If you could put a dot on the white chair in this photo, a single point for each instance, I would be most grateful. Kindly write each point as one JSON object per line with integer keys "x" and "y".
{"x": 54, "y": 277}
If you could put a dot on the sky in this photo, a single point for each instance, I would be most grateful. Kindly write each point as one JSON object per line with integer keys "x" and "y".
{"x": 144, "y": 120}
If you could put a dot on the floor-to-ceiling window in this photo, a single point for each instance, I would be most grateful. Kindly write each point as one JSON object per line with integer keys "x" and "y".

________________________________________

### Assigned task
Each record must appear again, word for word.

### Task response
If you could put a dot on the white chair in this photo, a single point for each instance, I would be most grateful. Kindly write each point as one JSON object per line with integer keys "x" and "y".
{"x": 54, "y": 277}
If you could put a dot on the sky in this photo, a single point for each instance, I would be most grateful. Kindly write each point as one JSON object per line with integer keys "x" and "y".
{"x": 144, "y": 120}
If you could put a dot on the floor-to-ceiling window in this photo, a single point for each instance, I would be most grateful. Kindly write each point as one JSON object per line with integer keys "x" and "y".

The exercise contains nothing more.